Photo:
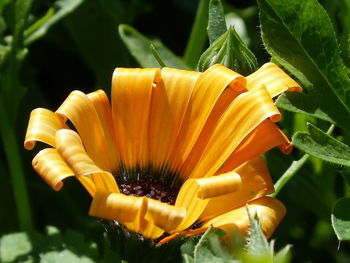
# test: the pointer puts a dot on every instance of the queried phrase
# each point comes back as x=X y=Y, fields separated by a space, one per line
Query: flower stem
x=293 y=169
x=9 y=140
x=198 y=37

**The task**
Set down the records precisely as they appear. Any picture stays out.

**Answer section**
Photo:
# test: the pointer puts a dot on every instance of the queried phrase
# each point comes back as x=X y=Y, fields separated by a space, one per line
Query: flower stem
x=293 y=169
x=9 y=140
x=198 y=37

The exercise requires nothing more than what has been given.